Items from a dataset
>>

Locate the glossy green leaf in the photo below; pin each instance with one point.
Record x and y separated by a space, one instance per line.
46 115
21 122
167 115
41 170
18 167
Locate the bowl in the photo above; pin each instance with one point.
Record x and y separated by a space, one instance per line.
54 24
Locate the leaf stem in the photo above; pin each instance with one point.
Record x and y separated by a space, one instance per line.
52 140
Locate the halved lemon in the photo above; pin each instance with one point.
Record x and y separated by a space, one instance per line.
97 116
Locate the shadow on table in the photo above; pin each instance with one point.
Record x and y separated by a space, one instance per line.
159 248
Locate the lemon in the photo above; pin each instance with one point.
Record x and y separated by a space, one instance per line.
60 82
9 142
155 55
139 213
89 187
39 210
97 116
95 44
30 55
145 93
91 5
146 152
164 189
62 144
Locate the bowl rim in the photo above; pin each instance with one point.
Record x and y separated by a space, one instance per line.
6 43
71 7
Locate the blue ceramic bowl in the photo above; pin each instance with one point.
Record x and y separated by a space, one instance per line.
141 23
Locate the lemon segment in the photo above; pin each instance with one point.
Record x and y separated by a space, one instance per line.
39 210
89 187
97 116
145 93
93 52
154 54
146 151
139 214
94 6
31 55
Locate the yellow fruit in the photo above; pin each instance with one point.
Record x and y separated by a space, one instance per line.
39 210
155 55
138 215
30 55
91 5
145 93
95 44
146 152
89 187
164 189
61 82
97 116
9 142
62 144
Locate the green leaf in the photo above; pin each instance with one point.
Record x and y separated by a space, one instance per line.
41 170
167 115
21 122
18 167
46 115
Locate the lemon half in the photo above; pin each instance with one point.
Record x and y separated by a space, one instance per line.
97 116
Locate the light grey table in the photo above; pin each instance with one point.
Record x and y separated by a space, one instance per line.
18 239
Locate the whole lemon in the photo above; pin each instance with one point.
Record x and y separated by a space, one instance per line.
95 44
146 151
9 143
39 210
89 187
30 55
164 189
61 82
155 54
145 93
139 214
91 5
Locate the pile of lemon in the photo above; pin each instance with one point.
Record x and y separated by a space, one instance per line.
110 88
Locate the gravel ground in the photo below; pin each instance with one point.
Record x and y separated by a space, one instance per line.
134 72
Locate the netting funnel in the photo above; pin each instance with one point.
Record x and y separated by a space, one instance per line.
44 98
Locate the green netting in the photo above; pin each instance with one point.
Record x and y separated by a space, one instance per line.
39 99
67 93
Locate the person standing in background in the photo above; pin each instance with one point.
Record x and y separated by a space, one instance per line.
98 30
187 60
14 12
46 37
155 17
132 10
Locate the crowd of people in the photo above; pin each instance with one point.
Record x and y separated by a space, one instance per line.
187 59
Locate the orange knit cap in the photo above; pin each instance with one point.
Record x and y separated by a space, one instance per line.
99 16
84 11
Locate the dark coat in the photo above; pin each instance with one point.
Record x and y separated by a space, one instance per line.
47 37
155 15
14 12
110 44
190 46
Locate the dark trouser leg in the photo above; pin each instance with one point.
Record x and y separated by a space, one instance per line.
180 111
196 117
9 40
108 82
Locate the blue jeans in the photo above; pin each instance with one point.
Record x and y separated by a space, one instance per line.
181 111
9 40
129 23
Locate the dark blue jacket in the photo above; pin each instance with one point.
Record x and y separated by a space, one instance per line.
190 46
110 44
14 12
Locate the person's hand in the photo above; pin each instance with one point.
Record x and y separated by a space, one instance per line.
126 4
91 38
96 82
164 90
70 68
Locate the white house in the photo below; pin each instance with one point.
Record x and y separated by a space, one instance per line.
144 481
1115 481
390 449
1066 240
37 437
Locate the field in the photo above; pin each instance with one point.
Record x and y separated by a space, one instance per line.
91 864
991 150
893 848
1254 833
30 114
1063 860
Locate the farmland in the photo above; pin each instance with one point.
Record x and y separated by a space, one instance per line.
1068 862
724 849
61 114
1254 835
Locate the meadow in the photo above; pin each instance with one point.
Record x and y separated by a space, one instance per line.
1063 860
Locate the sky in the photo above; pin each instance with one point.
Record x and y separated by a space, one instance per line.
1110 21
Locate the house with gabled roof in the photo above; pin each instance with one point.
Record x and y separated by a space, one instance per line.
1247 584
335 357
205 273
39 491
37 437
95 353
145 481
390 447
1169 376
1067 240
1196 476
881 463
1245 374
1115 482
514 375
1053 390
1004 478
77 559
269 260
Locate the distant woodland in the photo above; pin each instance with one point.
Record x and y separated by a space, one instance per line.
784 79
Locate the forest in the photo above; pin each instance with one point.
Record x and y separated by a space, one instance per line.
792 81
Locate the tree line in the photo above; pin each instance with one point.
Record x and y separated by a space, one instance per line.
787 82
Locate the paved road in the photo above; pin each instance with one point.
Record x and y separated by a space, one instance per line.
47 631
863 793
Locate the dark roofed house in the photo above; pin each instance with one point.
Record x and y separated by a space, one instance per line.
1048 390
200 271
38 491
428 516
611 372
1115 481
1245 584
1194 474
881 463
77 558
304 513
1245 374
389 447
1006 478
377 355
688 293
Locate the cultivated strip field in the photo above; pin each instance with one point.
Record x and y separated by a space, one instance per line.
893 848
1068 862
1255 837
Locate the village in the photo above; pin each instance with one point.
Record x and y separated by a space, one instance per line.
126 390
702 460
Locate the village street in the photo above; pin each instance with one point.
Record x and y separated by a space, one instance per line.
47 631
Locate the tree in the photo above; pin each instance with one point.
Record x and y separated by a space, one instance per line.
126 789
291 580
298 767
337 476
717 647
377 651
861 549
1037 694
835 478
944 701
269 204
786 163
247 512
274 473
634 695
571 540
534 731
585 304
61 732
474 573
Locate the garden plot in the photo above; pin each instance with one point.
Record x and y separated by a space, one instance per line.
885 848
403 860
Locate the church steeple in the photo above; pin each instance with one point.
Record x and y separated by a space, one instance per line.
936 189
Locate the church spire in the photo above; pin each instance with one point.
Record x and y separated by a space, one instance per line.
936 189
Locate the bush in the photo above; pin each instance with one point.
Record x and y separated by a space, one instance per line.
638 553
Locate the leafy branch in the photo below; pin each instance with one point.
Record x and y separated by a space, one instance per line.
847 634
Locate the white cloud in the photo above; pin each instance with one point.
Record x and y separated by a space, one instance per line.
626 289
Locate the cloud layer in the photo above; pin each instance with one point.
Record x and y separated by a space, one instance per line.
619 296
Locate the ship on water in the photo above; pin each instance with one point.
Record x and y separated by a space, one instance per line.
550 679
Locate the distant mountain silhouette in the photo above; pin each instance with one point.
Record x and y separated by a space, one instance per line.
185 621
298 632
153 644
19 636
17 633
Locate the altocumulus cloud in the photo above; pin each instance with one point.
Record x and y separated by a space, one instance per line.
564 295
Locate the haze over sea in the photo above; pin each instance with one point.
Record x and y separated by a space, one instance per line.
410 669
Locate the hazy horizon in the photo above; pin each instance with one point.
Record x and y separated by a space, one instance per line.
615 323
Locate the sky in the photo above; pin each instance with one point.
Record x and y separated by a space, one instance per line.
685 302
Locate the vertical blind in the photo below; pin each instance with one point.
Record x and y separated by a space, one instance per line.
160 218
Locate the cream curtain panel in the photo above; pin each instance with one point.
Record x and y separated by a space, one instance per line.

<<

Exercise prompt
Every line of the data above should be copied exactly.

Task result
Locate the glossy green leaf in the photo below; pin each instance with one point.
Record x and y separated by a space, one instance per line.
46 115
21 122
167 115
41 170
18 167
Locate the bowl in the photo above; pin each instance with one point.
Record x and y separated by a space, one instance per line.
54 24
Locate the leaf stem in the photo above; pin each instance with one point.
Record x and y separated by a space, one instance per line.
52 140
Locate the halved lemon in the photo above; pin each instance with one point.
Record x and y separated by a space, one instance per line.
97 116
Locate the shadow on table in the photo above; pin each instance with one point.
Record x and y separated by a space, one instance per line.
159 248
Locate the lemon in the photo above; pin each instance with one point.
Record x and y separated by a space, one instance per line.
60 82
9 142
155 55
139 213
89 187
39 210
97 116
95 44
30 55
145 93
91 5
146 152
164 189
62 144
Locate the bowl rim in the photo above; pin each instance with one point.
Record x and y separated by a space, one instance per line.
6 43
71 7
Locate the blue ceramic bowl in the photo above; pin each instance with one point.
Record x and y separated by a space, one instance per line.
141 23
Locate the lemon segment in the photo above; pin each instance with one point.
Record x and y separated by a space, one instance per line.
39 210
89 187
97 116
145 93
93 52
154 54
146 151
139 214
94 6
31 55
Locate the yellow fruit in the photo above; pin each instance with one point.
Record x and y separated by a space, one instance per line.
39 210
155 55
138 215
30 55
91 5
145 93
95 44
146 152
89 187
164 189
61 82
97 116
9 142
62 144
Locate the green leaf in the photo above; pin each instance with one point.
Record x and y separated by a space, one instance per line.
41 170
167 115
21 122
18 167
46 115
Locate the lemon half in the photo above; pin each instance with one point.
Record x and y separated by a space, one instance per line.
97 116
Locate the light grey table in the photo above; pin each instance with one point.
Record x and y separated by a space, one instance per line.
18 239
Locate the whole lemon in the photo above; pin each instance with one point.
Record x and y separated by a space, one instance per line.
95 44
146 151
9 143
39 210
89 187
30 55
164 189
61 82
155 54
145 93
139 214
91 5
Locate the pile of lemon in the photo above; pin each instance with one point.
Record x and y separated by a space, one instance per line.
110 88
Locate the gravel ground in the photo below; pin each instance with one point.
Record x and y separated by a space, one instance per line.
134 72
Locate the netting funnel in the photo above; pin each instance with one point.
Record x and y separated by a space, one instance per line.
44 98
Locate the green netting in the photo above; pin each instance with one point.
Record x and y separated by a space, one instance per line.
39 99
67 93
Locate the person standing in background in the photo above; pin each instance with one point.
Record x and y separated by a space, one instance per line.
98 30
187 60
14 12
46 37
155 17
132 10
Locate the crowd of people in the photo above; pin each instance with one point.
Record x and y separated by a space, one instance per line.
187 59
Locate the orange knit cap in the photo above; pin each instance with one point.
Record x and y separated by a space, one instance per line.
99 16
84 11
Locate the dark coat in the photo above; pin each instance with one point.
Record x and y separated by a space, one instance per line.
47 37
155 15
14 12
110 44
190 46
Locate the dark trouser leg in the photo above; pin each instance with one point.
Record x and y separated by a space, one instance per line.
180 111
196 117
9 40
108 82
Locate the blue jeans in the photo above; pin each instance with one point.
Record x and y separated by a space, one instance per line.
181 111
9 40
129 23
Locate the dark blue jacket in the photo above; pin each instance with one point.
Record x and y separated by a space, one instance per line.
190 46
110 44
14 12
Locate the person's hand in the photo above; pin each instance with one point.
Record x and y separated by a space, one instance per line.
126 4
91 38
96 82
164 90
70 68
Locate the white house in the photo below; pin each instance with one point.
Record x and y separated by a space, one instance per line.
144 481
1115 481
390 449
1066 240
37 437
Locate the field in the photo above; pin each instance with one point.
Record x and y separated by a space, one instance per line.
91 864
991 150
893 848
1254 833
30 114
1063 860
Locate the farmland in the photo above; pin each instance with one point.
Record x and y separated by a space, one instance per line.
1068 862
724 849
61 114
1254 835
Locate the meadow in the photo above; pin each instance with one point.
Record x and y separated by a space, one instance per line.
1063 860
Locate the sky in the photo above; pin each instance with one point.
Record x and y separated by a space, one instance per line.
1110 21
Locate the house with gabled roof in the photo above; pin each instance with one point.
Record x and y separated by a space, one instance per line.
1247 584
335 357
205 273
39 491
37 437
95 353
145 481
390 447
1169 376
1067 240
1196 476
881 463
1245 374
1115 482
514 375
1053 390
1004 478
77 559
269 260
Locate the distant woodland in the photo above; pin each instance with one point.
Record x and y separated by a space, one instance per line.
784 79
Locate the forest in the photo above; pin each instance with one point.
Record x and y separated by a space, one instance per line.
792 81
Locate the tree line in the photo above; pin each instance with one point.
Record x and y separated by a space, one instance per line.
787 82
Locate the paved road in the photo above; pin each instance with one point.
Record x and y separated by a space, one instance per line.
47 631
863 793
Locate the dark roofed house in the photo above; pin each instance with one point.
Record x and y separated by a space, one instance per line.
1048 390
200 271
38 491
428 516
611 372
1115 481
1245 584
1194 474
881 463
77 558
304 513
1245 374
389 447
1006 478
377 355
688 293
Locate the cultivated strip field in the photo above; pin each instance with one point.
Record x and y separated by a space, one instance per line.
893 848
1068 862
1255 837
Locate the village in the photo above; pin each instance with one point.
Record x and y separated by a space, one instance per line.
126 390
702 460
Locate the village street in the photo above; pin each instance with one point.
Record x and y separated by a space, one instance per line.
47 631
Locate the tree in the photo above; pin each instance with one point.
Record x and y separated by a space, one instance per line.
126 789
291 580
298 767
337 476
717 647
377 651
861 549
1037 694
835 478
944 701
269 204
786 163
247 512
274 473
634 695
571 540
534 731
585 304
61 732
474 573
Locate the garden plot in the photo above; pin each instance with one point.
Record x and y separated by a space, one instance per line.
885 848
403 860
Locate the church steeple in the photo above; pin each instance with one point.
Record x and y separated by a space, one instance per line.
936 189
Locate the church spire in the photo above; pin each instance with one point.
Record x and y separated by a space, one instance per line.
936 189
Locate the bush in the photo above; pin each instance with one point.
Record x and y separated by a space, one instance per line.
638 553
Locate the leafy branch in the photo below; pin each instance with one point.
Record x and y separated by a space, one instance per line.
847 634
Locate the white cloud in the photo above; pin each instance with one point.
Record x and y separated by a space, one instance per line.
626 289
Locate the cloud layer in the photo above; pin each instance with one point.
Record x and y separated by a space, one instance per line.
619 296
Locate the ship on water in the photo above; pin each instance with one point.
Record x and y separated by a space, one instance per line.
550 679
Locate the distant mountain silhouette in the photo above; pin each instance with one point.
Record x and y separated by a space, one instance per line.
185 621
298 632
153 644
19 636
17 633
Locate the altocumulus cloud in the photo above; pin each instance with one point.
Record x and y separated by a space, one instance per line.
564 295
Locate the haze over sea in the photo above; pin each instance with one point.
Record x and y separated by a space, one instance per line.
410 669
Locate the hazy horizon in the photo above; pin each instance with one point.
Record x and y separated by a space, one instance per line.
615 323
Locate the sky in the photo above; pin each instance with one point.
Record x and y separated by a space, one instance per line.
685 302
Locate the vertical blind in the photo below; pin each instance with one point.
Record x and y separated by a space, one instance per line.
160 218
Locate the cream curtain panel in the photo above; pin each instance with one point.
Record x and y separated by a space, one instance per line.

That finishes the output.